◆ **About this exercise**: Lines of the material that include the word "TARGET" are to be counted; only their number should be given.

◆ **Stored data**:

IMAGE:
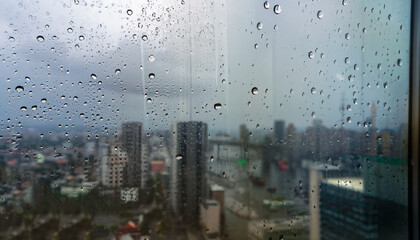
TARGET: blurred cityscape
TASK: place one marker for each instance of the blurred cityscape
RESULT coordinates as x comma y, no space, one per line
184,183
...
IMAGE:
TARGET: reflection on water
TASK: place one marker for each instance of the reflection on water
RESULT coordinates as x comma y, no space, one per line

◆ **Answer space**: 2